TEXTE À LIRE -

▼

Elle va aimer la surprise, j'en suis certaine, même si je n'ai pas trouvé forcément ce que je voulais 

« A qui le tour », lance Christelle à la cantonade. C'est la patronne, elle n'a pas le temps. La file s'allonge encore. Des rires répondent à ses réponses expéditives. On insiste un peu, sans la forcer. Qu'est-ce qui marche le plus ? Retente-t-on sans brusquerie. « De tout » coupe-t-elle entre deux clients. « Les gens offrent de tout. Des plantes, des pivoines beaucoup » complète-t-elle en s'éloignant. Et ça fait du bien. « Regardez le monde monsieur, j'ai pas le temps, merci » abrège-t-elle dans un sourire. Un bonjour, nous accueille au niveau de la caisse. « On s'occupe de vous ? ». Des roses, rouges, se risque-t-on pris au dépourvu. « On n'en a plus » coupe la caissière, la machine à carte bleue fermement maintenue dans la main gauche. On prend congé, avec les rires des clients en fond sonore. Dehors, plus une place de parking de disponible. Joëlle, la cinquantaine avance tout sourire vers sa mère postée plus loin. « Une demi-heure pour une fleur, c'est incroyable, lui lance-t-elle, appuyée sur sa jambe gauche. 

Nous sommes des habituées. Des roses brandit-elle, elles sont pour ma petite fille. C'est pour faire la surprise à sa maman. Nous nous faisons plaisir entre femmes.  L'arrière grand-mère, la grand-mère et la petite fille pour une belle fête des mères, sourit-elle en prenant la pose

Avenue Georges Dumas à Limoges, les étals de ce fleuriste bien connu sont vides.  Il est près de midi. L'établissement est pourtant ouvert, il y a de la lumière à l'intérieur. La file d'attente déborde jusqu'à hauteur de la boulangerie un peu plus haut sur la rue. A l'entrée, chacun attend son tour. D'un geste de la main, Aurélie* invite à s'approcher. Masquée, elle est derrière une cloison en plexiglas. Il faut se pencher pour s'entendre. A côté d'elle, Isabelle est affairée. C'est elle qui prend les commandes. « Il n'y a que ça dans les bouquets » lance une dame en dégageant sa bouche pour se faire entendre. « Vous n'avez plus trop le choix madame, on a été dévalisés » tranche la vendeuse. « Moi je voulais des pivoines ! » s'exaspère la dame au jean blanc dodelinant sur ses jambes frêles. « On est en rupture de stock », explique Victoria Tran la responsable du magasin, d'une voix vive. « On est contente d'avoir repris le travail, souffle Aurélie* derrière la caisse, mais on ne s'attendait pas à une telle ruée », sourit-elle tout en servant Frédéric et Marie-Félinette. « C'est pour Paulette, ma mère de 76 ans. Moi je voulais des plantes en terre, argumente-t-il, car ma mère a la main verte. Mais là, j'ai dû prendre ce qu'il y avait ». « C'est mieux que rien complète sa compagne, on s'en tire pour 25 euros, c'est pas mal ». Lui est limougeaud, mais enseigne l'Histoire géographie à Mayotte, ils sont bloqués à Limoges jusqu'à la reprise des vols. La fête des mères est une façon de joindre l'utile à l'agréable.

▲

(Lignes de pointage d'objets sur photo)
▼

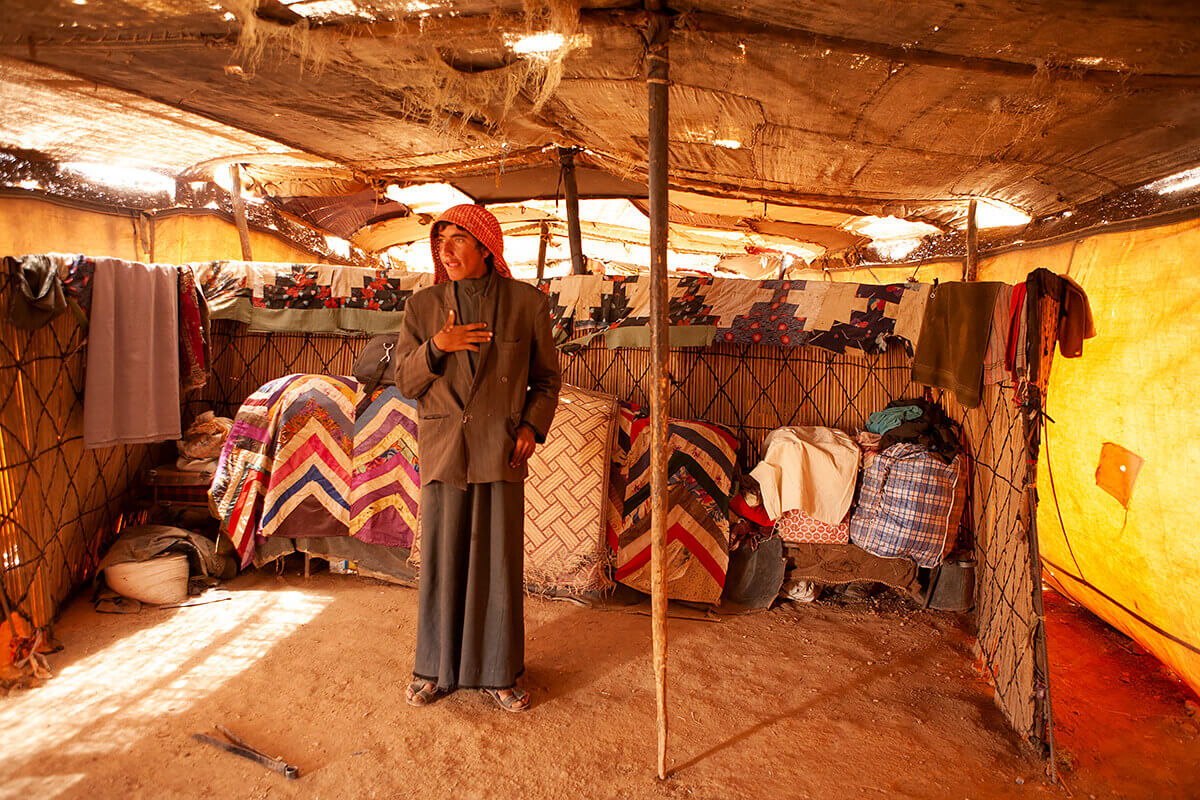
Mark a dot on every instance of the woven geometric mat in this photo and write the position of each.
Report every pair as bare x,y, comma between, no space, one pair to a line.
565,494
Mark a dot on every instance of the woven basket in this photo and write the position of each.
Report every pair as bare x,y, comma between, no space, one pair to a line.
159,581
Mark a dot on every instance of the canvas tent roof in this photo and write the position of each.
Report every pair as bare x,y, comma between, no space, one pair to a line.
857,107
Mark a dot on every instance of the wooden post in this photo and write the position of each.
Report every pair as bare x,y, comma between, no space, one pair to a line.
541,250
657,78
567,158
239,212
972,271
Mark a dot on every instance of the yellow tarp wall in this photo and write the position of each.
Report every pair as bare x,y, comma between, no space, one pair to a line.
1135,385
37,226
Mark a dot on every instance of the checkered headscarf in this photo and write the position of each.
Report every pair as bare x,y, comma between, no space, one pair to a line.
480,223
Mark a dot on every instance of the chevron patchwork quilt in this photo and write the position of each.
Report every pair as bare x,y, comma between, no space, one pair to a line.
700,479
311,456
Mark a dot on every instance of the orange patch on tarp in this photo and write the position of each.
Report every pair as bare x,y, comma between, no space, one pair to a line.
1117,470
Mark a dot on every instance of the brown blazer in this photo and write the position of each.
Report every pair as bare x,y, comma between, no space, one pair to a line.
467,427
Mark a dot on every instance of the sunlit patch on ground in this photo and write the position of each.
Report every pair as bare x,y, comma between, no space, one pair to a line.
101,703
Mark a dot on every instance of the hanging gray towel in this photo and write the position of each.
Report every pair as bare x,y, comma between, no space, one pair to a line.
954,338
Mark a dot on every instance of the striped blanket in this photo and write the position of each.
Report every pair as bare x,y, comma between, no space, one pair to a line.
301,462
701,471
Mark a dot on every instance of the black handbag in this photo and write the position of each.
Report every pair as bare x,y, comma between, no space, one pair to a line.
375,365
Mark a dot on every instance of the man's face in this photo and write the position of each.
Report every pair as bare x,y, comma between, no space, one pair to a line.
461,253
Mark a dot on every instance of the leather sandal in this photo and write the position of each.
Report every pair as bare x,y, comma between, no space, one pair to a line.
421,692
517,702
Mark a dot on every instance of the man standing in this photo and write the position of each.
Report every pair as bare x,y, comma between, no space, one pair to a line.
478,354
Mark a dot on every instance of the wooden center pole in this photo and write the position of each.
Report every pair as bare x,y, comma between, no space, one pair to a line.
658,67
544,229
972,271
239,212
571,192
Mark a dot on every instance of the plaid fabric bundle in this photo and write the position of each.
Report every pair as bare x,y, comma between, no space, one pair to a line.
799,528
910,505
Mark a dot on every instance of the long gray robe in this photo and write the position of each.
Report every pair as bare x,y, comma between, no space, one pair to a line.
471,612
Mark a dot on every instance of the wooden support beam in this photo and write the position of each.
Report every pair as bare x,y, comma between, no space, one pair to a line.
658,80
972,268
239,211
571,192
541,250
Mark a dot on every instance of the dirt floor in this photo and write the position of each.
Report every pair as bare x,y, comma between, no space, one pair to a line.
865,697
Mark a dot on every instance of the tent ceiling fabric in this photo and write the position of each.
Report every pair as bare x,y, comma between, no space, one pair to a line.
861,107
70,119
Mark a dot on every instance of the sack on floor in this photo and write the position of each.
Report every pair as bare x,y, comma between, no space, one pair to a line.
910,505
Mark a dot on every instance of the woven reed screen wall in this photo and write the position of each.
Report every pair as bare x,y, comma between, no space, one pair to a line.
755,389
60,505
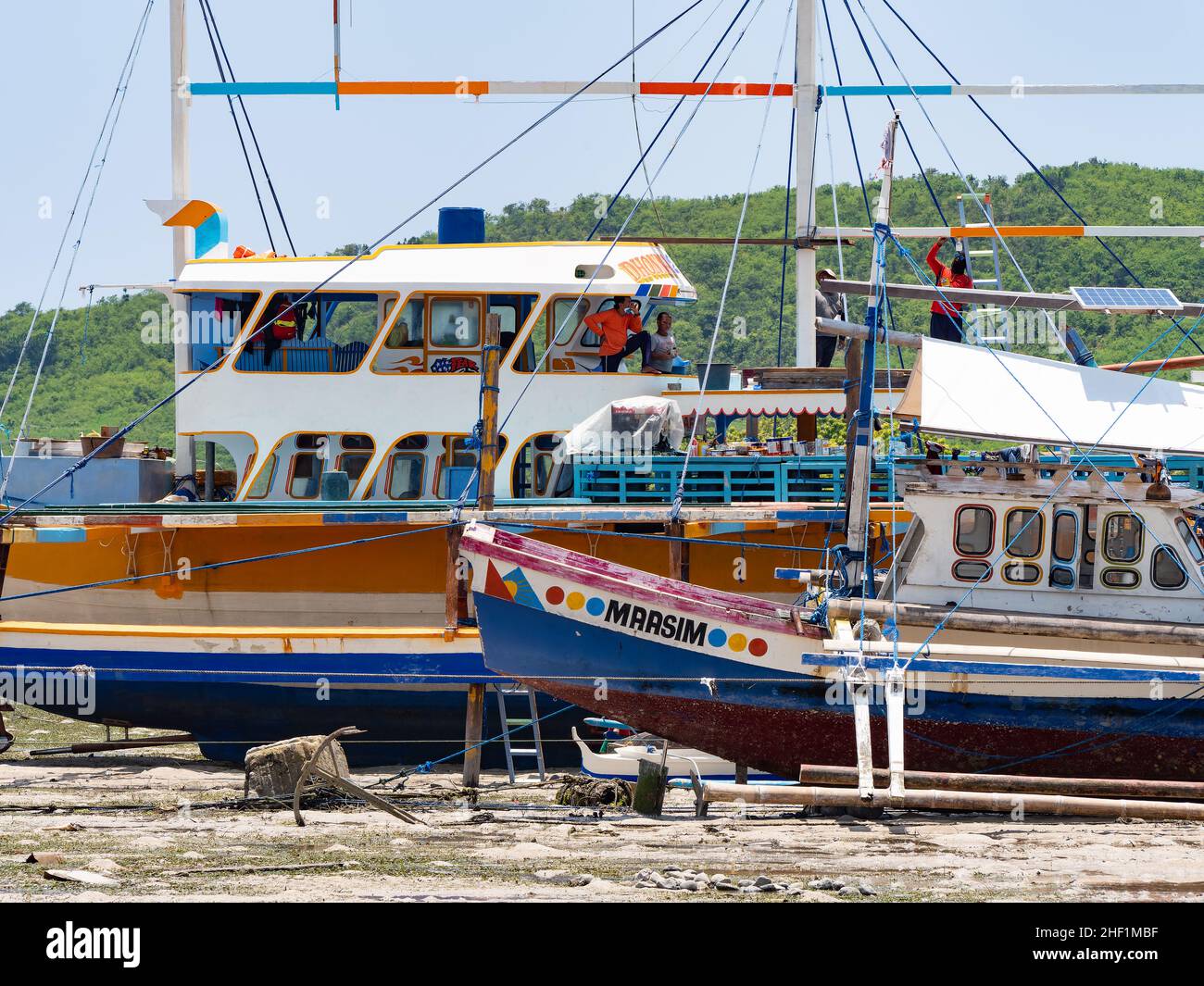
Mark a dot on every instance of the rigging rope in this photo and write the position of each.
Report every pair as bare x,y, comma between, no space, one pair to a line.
663,127
634,119
237,128
236,351
1028,160
785,231
121,89
67,229
679,496
254,139
614,243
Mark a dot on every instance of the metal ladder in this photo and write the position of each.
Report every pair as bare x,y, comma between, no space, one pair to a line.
984,315
502,693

▲

CONSIGNE - Reprenez le reportage sur la fête des mères chez les fleuristes de Limoges à la suite de sa dernière phrase.

RÉPONSE PROPOSÉE -
La circulation est à vive allure sur l'avenue. Les clients sont pressés. Ils redoublent de vigilance en traversant la rue. Des klaxons, marquent un agacement palpable. Une jeune fille tombe sur le trottoir en évitant une voiture. Sa mère accourt derrière elle. Elle s'est fait mal aux genoux. On tente de ne pas la plaindre dans la file d'attente. Elle retient ses larmes. Elle ne veut pas gâcher la fête de sa mère qui la câline. Victoria aidée d'une employée tire sur un chariot plein de fleurs pour redonner un peu de lustre à la devanture du magasin vidée par les clients arrivés dès l'ouverture vers 7h du matin. « On est là jusqu'à 20h ce soir, les gens sont de sortie, ils veulent se faire plaisir en offrant des fleurs, on ne va pas compter nos heures », plaisante Victoria.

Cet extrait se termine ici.